▶ Your instructions
Show every line of the rows below that contains the word "positive", copying each such line in full.

▶ Data

————————

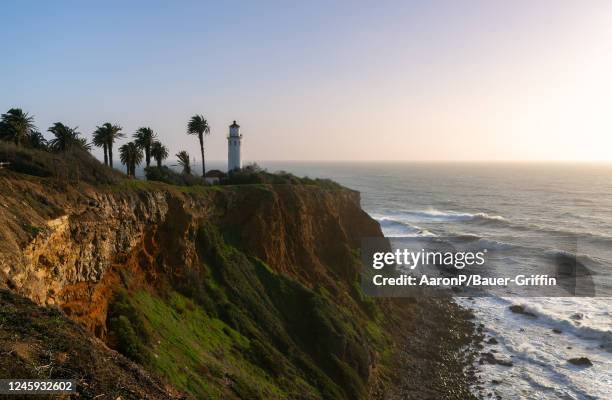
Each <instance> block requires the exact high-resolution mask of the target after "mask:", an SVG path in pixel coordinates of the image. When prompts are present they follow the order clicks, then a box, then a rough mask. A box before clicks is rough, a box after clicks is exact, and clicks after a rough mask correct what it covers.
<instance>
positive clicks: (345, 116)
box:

————————

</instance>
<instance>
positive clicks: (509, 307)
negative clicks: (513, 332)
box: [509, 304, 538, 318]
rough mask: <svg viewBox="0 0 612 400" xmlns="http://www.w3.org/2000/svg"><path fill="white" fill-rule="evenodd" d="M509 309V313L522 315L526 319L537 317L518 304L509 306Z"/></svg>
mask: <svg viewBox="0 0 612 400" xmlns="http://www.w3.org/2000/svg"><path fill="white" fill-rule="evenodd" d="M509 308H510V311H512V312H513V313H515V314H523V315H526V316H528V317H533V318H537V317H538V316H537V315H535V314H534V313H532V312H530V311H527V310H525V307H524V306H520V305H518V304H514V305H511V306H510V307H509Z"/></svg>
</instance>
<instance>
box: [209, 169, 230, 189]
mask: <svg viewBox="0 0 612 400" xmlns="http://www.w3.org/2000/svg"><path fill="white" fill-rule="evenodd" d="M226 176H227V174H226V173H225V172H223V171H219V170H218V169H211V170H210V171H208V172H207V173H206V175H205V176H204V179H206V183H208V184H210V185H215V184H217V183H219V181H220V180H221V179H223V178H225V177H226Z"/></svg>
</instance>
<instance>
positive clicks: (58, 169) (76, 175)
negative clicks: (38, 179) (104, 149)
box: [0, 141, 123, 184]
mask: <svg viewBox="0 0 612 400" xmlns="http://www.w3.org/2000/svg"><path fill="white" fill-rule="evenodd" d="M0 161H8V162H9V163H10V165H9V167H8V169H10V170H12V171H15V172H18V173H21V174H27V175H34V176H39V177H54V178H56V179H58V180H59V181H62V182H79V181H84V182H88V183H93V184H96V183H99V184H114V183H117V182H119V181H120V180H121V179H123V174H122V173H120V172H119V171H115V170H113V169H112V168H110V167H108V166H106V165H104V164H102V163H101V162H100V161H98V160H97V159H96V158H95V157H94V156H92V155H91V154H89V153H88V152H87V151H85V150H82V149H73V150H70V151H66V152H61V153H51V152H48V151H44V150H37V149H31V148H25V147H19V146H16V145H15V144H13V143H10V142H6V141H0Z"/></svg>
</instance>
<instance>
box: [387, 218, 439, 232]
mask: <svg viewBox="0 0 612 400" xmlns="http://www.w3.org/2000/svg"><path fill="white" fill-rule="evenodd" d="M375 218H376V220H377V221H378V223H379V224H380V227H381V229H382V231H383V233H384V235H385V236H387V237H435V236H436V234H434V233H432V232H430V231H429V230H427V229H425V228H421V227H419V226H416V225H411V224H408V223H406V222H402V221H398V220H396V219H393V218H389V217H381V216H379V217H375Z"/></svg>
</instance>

————————

▶ Expected answer
positive clicks: (345, 116)
positive clicks: (509, 307)
positive clicks: (58, 169) (76, 175)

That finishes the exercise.